> [Travail à faire]
1 > Dans le texte sur Karine Gonthier-Hyndman, qui l'a coachée pour ses auditions dans les écoles de théâtre ?
2 > Rédigez la suite du texte sur Karine Gonthier-Hyndman en reprenant après sa dernière phrase.

> [Texte extrait]

....................

Être actrice, une évidence

Du plus loin qu’elle se souvienne, Karine Gonthier-Hyndman a toujours voulu être comédienne. Faut dire qu’il y avait dans la famille un oncle acteur qu’elle observait travailler en se disant que c’était la chose la plus naturelle au monde. «Grandir avec James Hyndman comme oncle, ça m’a montré qu’il était possible de vivre ce métier sans angoisse, dans la régularité et la sérénité. Il m’a coachée pour mes auditions dans les écoles de théâtre, parce que j’étais terriblement pas ancrée dans mon corps à cette époque, j’étais renfermée, je manquais de souplesse, j’étais complexée. C’était affreux. Il m’a sauvée. On a une belle relation, lui et moi, mais par la suite, on a cultivé une certaine distance professionnelle: je ne voulais pas qu’il se sente responsable de me faire entrer dans ce métier ou qu’il ressente une quelconque pression d’aider sa nièce aspirante actrice.»

Née à Ottawa d’un père musicien qui travaille en développement international et d’une mère traductrice qui est aussi peintre à ses heures, la comédienne a pour ainsi dire grandi dans un environnement propice. «J’ai été par exemple initiée très jeune au cinéma d’auteur, dit-elle. C’était aussi très politisé chez moi, avec des discussions corsées autour de la table. Sauf que je n’avais pas le profil de l’étudiante brillante en sciences po; je n’ai jamais été très concentrée en classe, je suis plutôt hyperactive.»

photo : Julie Artacho
photo : Sarah Laroche

Elle est en train de devenir l’actrice polyvalente qu’elle a toujours voulu être, à force d’accumuler les rôles contrastés. Mais les rôles féminins complexes sont rares, pense-t-elle. «Les personnages féminins trentenaires, surtout à la télé, sont plutôt unilatéraux. Je rêve d’un rôle comme celui que joue Isabelle Blais en ce moment dans la nouvelle série Fait divers: un rôle infiniment complexe.»

Une femme de méthode

On pourrait la croire spontanée et explosive, vu son timing comique et les personnages excessifs qui nous l’ont fait connaître. Mais Karine Gonthier-Hyndman est en fait une actrice au labeur patient, qui prépare ses rôles longuement d’avance et de manière très méthodique.

D’une part cérébrale: elle lit tout ce qui peut nourrir son travail et s’engage dans la réflexion; d’autre part très incarnée et très physique, dans un long apprivoisement et développement de son personnage avec un coach. «Les gens s’étonnent souvent quand je raconte ça, mais j’ai effectivement recours à un coach chaque fois que je dois construire un nouveau rôle. Je trouve important d’avoir un regard extérieur, de me mettre en dialogue avec une personne de confiance pendant mon processus de création, de chercher à déjouer mes réflexes, de faire du ping-pong verbal avec une autre personne, qui m’aide à exploiter plein de potentialités différentes du personnage à construire.»

....................

> [Extraits du listing]
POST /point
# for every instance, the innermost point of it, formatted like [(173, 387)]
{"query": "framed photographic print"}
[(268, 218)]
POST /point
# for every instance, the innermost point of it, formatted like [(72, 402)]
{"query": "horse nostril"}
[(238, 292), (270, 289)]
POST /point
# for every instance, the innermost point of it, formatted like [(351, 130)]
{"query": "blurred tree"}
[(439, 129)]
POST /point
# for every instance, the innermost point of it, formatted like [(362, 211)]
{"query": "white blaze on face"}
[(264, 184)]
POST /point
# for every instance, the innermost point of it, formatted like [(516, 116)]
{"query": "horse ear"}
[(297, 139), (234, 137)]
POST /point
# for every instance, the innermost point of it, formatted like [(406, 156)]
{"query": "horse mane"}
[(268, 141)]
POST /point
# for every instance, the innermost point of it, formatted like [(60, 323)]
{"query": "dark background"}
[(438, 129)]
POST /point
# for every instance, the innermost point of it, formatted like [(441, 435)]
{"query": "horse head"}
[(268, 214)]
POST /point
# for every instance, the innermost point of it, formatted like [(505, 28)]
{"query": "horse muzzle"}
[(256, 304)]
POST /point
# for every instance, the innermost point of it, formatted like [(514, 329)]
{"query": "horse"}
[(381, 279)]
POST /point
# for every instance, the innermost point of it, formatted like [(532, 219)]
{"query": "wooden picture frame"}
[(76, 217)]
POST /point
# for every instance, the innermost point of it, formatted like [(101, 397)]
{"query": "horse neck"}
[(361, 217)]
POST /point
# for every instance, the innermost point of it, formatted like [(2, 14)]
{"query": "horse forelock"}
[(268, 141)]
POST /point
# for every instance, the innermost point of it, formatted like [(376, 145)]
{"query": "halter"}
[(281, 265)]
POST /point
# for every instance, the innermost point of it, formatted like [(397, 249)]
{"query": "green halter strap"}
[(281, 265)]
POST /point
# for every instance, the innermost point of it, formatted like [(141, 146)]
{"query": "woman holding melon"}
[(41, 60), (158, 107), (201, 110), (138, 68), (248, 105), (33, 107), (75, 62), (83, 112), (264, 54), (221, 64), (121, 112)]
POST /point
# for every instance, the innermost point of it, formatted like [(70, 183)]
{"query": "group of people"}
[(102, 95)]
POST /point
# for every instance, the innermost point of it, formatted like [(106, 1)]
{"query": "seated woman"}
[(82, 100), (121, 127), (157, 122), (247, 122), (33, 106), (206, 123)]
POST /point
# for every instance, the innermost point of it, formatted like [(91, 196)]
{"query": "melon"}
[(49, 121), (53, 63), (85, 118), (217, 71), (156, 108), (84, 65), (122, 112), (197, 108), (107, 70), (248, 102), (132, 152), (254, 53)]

....................

> [Résultats attendus]
1 > Son oncle, l'acteur James Hyndman.

2 >
Et surtout, elle ne néglige pas le travail corporel: jouer, c’est avant tout physique, pense-t-elle. «Je suis à cet égard inspirée et admirative devant des acteurs comme Renaud Lacelle-Bourdon ou Sophie Cadieux, avec qui j’ai récemment travaillé, et qui ont une incroyable maîtrise de leurs corps, c’est passionnant à regarder.»

Montréal la belle

Arrivée à Montréal à l’âge de 15 ans, Karine Gonthier-Hyndman est une amoureuse éperdue de sa ville. «J’ai l’impression d’avoir seulement commencé à exister quand je suis arrivée à Montréal», lance-t-elle énergiquement. Dans le spectacle Jusqu’où te mènera Montréal?, créé au Festival TransAmériques et présenté à nouveau ce mois-ci aux Écuries, elle témoigne du foisonnement de la ville en mode cabaret. «Le spectacle m’a fait réaliser à quel point la plupart d’entre nous ne connaissent qu’une infime partie de notre ville. C’est une ville énorme dont nous n’explorons presque jamais les extrémités est et ouest, et il y a là des tonnes de microcultures urbaines qui sont fascinantes à découvrir.»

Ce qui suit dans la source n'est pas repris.